Problem to work on: Quote the lines from the one containing "Looking at the screenshot above, identify the radar" through the one containing "[75,255,109,266]", including both of those lines.

Data listing:
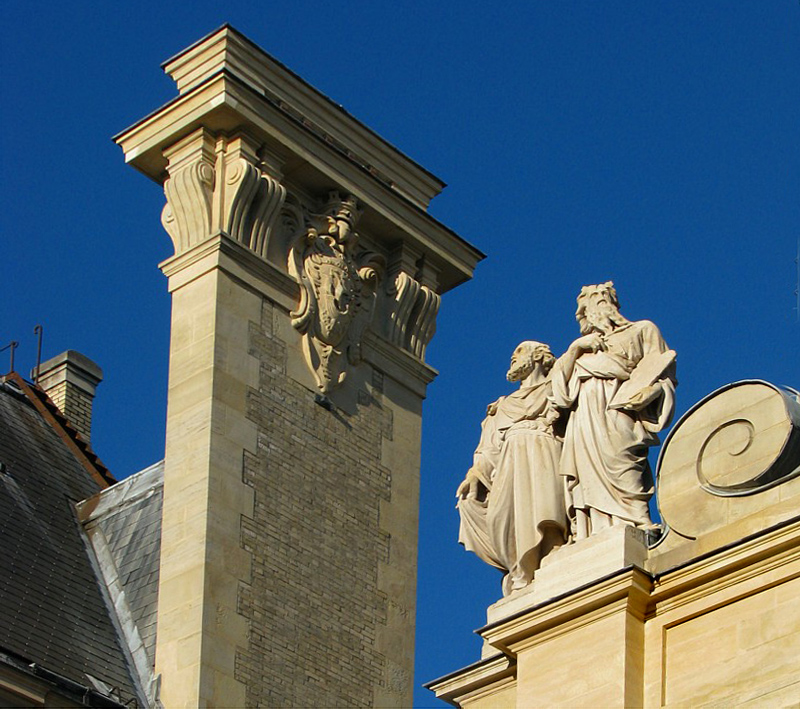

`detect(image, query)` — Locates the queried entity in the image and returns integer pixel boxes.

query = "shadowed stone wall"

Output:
[236,300,392,707]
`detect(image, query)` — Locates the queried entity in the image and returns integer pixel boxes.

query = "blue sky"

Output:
[0,0,800,707]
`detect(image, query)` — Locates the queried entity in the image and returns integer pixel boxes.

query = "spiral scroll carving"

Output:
[387,271,441,361]
[408,286,442,360]
[161,157,215,253]
[389,272,421,347]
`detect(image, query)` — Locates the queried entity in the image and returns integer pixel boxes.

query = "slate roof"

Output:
[0,375,138,706]
[78,461,164,678]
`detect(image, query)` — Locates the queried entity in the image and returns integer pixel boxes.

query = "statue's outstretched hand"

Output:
[456,468,480,500]
[570,332,605,352]
[624,384,661,411]
[486,396,505,416]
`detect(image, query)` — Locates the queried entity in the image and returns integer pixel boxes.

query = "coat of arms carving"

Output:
[289,192,385,395]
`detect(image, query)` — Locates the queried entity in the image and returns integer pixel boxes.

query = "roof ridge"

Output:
[3,372,117,488]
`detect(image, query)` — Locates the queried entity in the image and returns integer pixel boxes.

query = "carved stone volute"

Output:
[161,130,215,254]
[386,248,441,361]
[289,192,384,394]
[161,129,286,258]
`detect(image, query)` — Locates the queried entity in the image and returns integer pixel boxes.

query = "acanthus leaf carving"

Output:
[289,192,384,394]
[387,262,441,361]
[224,135,286,258]
[161,149,215,253]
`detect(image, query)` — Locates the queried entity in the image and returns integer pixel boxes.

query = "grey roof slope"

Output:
[0,380,139,702]
[78,461,164,686]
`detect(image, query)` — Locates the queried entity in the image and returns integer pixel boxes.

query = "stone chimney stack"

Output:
[31,350,103,443]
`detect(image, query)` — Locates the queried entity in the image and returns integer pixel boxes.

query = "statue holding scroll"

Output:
[457,341,567,595]
[552,281,677,539]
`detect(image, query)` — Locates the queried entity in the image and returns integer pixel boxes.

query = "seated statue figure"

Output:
[456,341,567,595]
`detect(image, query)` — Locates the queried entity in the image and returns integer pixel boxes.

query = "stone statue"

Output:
[552,281,677,539]
[456,341,567,595]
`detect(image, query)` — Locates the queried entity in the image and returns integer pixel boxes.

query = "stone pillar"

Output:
[117,26,481,707]
[31,350,103,443]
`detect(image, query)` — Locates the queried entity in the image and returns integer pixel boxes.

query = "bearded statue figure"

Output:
[552,281,677,539]
[456,341,567,595]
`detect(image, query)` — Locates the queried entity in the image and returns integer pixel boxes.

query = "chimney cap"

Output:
[31,350,103,396]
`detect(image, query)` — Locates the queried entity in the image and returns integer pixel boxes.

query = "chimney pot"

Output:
[31,350,103,442]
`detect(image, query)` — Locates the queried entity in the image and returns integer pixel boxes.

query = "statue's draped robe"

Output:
[458,381,567,593]
[551,320,675,525]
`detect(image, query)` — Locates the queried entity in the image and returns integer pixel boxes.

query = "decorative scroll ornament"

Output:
[161,153,215,253]
[161,129,286,258]
[387,271,441,361]
[225,157,286,258]
[289,192,384,394]
[658,380,800,539]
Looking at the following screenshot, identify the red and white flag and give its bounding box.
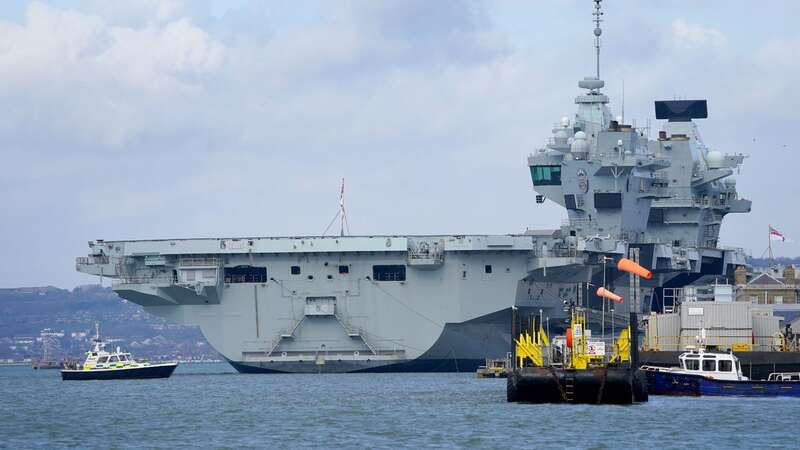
[769,225,789,242]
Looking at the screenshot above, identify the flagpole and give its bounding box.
[767,225,774,267]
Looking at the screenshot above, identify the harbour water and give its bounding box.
[0,364,800,449]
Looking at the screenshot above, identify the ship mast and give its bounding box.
[592,0,603,80]
[322,178,350,236]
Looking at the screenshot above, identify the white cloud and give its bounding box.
[0,1,800,285]
[672,19,728,50]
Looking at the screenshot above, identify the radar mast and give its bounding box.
[592,0,603,80]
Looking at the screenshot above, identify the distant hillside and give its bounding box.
[0,286,219,361]
[747,256,800,267]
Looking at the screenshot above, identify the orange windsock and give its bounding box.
[617,258,653,280]
[597,287,622,303]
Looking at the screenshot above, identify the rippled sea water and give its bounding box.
[0,364,800,449]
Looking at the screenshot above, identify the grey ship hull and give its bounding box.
[76,29,751,372]
[78,235,736,373]
[228,308,512,373]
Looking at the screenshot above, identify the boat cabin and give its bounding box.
[678,349,747,380]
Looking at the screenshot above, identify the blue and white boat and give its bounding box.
[642,346,800,397]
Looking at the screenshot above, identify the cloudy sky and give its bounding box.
[0,0,800,287]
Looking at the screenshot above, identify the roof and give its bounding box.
[747,273,784,286]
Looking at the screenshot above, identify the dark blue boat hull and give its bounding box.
[61,363,178,380]
[644,370,800,397]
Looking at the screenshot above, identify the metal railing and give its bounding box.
[642,333,796,352]
[178,257,219,267]
[75,255,109,266]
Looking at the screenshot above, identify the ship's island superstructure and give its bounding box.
[77,0,750,372]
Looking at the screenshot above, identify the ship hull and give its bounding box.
[645,370,800,397]
[61,363,178,381]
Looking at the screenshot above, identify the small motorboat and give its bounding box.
[61,327,178,380]
[642,346,800,397]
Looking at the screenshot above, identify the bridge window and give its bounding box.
[531,166,561,186]
[372,265,406,281]
[225,266,267,283]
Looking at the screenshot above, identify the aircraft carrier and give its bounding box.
[76,0,751,372]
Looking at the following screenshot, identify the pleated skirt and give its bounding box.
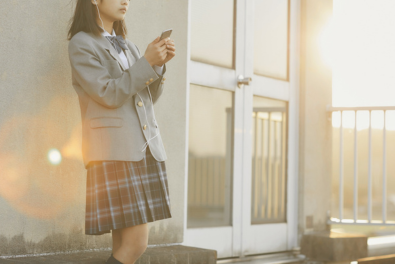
[85,147,172,235]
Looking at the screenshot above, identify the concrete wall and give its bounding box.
[0,0,188,255]
[298,0,332,238]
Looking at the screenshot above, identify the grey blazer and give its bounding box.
[68,31,167,168]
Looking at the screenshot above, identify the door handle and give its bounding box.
[237,74,252,88]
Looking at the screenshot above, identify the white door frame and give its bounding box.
[182,0,300,258]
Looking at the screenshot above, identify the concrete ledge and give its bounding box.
[358,254,395,264]
[136,245,217,264]
[0,245,217,264]
[300,231,368,262]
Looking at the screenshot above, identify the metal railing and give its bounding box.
[327,106,395,226]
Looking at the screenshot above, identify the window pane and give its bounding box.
[187,84,233,227]
[251,96,287,224]
[191,0,235,68]
[254,0,288,80]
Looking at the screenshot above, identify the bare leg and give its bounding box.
[113,223,148,264]
[111,229,122,254]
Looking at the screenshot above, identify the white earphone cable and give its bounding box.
[95,0,159,152]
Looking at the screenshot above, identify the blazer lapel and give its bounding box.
[93,35,125,71]
[125,46,137,67]
[94,35,139,71]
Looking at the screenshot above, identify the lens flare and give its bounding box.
[48,148,62,165]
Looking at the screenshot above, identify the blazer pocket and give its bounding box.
[101,59,122,78]
[90,117,123,128]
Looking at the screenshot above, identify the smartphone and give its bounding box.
[159,28,173,41]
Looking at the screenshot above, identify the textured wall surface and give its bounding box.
[0,0,188,255]
[298,0,333,238]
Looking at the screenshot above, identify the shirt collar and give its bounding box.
[99,26,116,37]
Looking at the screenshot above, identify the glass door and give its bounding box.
[183,0,298,258]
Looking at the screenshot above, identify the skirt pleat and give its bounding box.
[85,147,172,235]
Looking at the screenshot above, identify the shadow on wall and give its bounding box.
[0,226,112,256]
[0,220,182,256]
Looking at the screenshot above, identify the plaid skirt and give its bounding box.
[85,147,172,235]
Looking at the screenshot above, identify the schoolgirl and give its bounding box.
[68,0,175,264]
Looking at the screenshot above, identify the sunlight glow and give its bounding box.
[318,18,334,68]
[48,148,62,165]
[332,0,395,107]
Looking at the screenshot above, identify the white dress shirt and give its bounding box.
[101,27,163,75]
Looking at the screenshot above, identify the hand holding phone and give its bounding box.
[144,29,174,66]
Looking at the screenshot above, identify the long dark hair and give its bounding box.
[67,0,128,40]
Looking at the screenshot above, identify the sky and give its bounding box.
[332,0,395,130]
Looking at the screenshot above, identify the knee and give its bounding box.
[122,241,148,257]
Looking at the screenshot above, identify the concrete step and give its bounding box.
[358,254,395,264]
[0,245,217,264]
[217,253,305,264]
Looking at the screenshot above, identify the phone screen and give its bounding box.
[159,28,173,41]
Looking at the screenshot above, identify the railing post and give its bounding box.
[339,110,344,222]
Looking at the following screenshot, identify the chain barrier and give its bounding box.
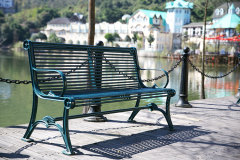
[188,59,240,79]
[103,56,183,82]
[0,53,240,84]
[142,57,183,82]
[0,77,32,84]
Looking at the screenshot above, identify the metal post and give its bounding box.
[235,53,240,97]
[176,47,192,108]
[84,41,107,122]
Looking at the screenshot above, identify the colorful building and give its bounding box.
[0,0,15,13]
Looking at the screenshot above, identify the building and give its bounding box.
[166,0,193,33]
[44,0,193,52]
[0,0,15,13]
[42,18,128,45]
[210,3,240,37]
[212,2,240,23]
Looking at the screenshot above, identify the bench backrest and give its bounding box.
[24,41,142,94]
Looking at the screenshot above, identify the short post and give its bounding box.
[176,47,192,108]
[84,41,107,122]
[235,80,240,98]
[235,53,240,99]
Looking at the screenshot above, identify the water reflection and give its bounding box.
[0,50,239,126]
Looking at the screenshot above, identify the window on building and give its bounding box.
[220,8,224,15]
[215,9,220,16]
[235,7,240,14]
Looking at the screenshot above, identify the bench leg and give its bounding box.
[62,107,74,155]
[128,96,141,122]
[152,97,174,131]
[22,93,38,142]
[164,97,173,131]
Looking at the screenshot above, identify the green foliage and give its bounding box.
[113,33,121,41]
[30,32,47,41]
[147,34,155,47]
[0,0,236,44]
[236,24,240,34]
[104,33,115,46]
[132,32,138,44]
[48,33,64,43]
[124,35,131,42]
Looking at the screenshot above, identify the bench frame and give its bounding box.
[22,41,175,155]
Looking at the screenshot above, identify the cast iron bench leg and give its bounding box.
[128,95,141,122]
[62,106,74,155]
[22,92,38,142]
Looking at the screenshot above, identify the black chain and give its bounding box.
[103,56,183,82]
[0,77,32,84]
[0,56,183,84]
[142,57,183,82]
[188,59,240,79]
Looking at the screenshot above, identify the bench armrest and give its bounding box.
[140,68,169,88]
[32,67,67,98]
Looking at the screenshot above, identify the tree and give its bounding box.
[38,32,47,40]
[48,33,62,43]
[132,32,138,44]
[104,33,115,46]
[236,24,240,34]
[147,34,155,47]
[113,32,121,40]
[88,0,95,45]
[125,35,131,42]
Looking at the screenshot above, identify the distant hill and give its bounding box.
[15,0,237,22]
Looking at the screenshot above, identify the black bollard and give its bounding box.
[84,41,107,122]
[176,47,192,108]
[235,80,240,99]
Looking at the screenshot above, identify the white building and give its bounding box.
[43,18,128,47]
[44,0,193,52]
[0,0,14,13]
[166,0,193,33]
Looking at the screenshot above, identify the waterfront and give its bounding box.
[0,50,239,126]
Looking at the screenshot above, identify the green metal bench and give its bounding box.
[22,41,175,154]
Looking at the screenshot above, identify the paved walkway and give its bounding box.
[0,97,240,160]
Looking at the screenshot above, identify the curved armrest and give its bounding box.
[32,67,67,98]
[140,68,169,88]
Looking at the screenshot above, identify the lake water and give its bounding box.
[0,52,240,127]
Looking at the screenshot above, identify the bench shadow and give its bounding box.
[7,123,212,159]
[77,126,212,159]
[0,153,30,159]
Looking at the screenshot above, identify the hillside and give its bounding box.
[0,0,236,45]
[15,0,236,22]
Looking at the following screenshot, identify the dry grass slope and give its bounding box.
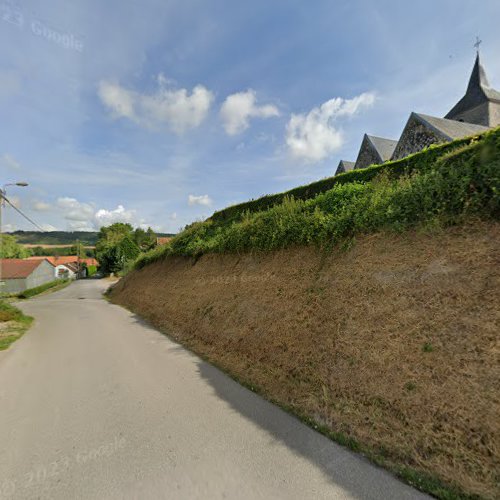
[112,222,500,498]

Result for this exercise:
Looking at the screenshot above, identify the radar mast and give its bounding box.
[592,0,603,80]
Looking at the screenshot above, identify the distant hillside and give its bounding box.
[0,286,219,361]
[747,256,800,267]
Looking at the screenshot above, identify the orange windsock and give its bounding box.
[617,258,653,280]
[597,287,622,303]
Looking at the screenshot above, identify the rippled sea water and give its bounding box.
[0,364,800,449]
Looking at the screenshot above, identify the grey ship hull and give its bounding box.
[76,29,751,372]
[78,235,736,373]
[228,308,512,373]
Looking at the screenshot above, identify the boat cabin and give its bounding box.
[678,349,747,380]
Looking at the screenshot above, identify the blue and white boat and give its bounding box.
[642,346,800,397]
Looking at the screenshot above, identify the cloudy sky and give its bounding box.
[0,0,800,287]
Looking at the screenshot above, identify the roof and give its bounding box.
[747,273,784,286]
Looking at the screenshot above, identify the dark blue boat hull and give its bounding box.
[61,363,178,380]
[644,370,800,397]
Looking at the screenshot above, identify the metal railing and give its bounding box.
[642,333,796,352]
[178,257,219,267]
[75,255,109,266]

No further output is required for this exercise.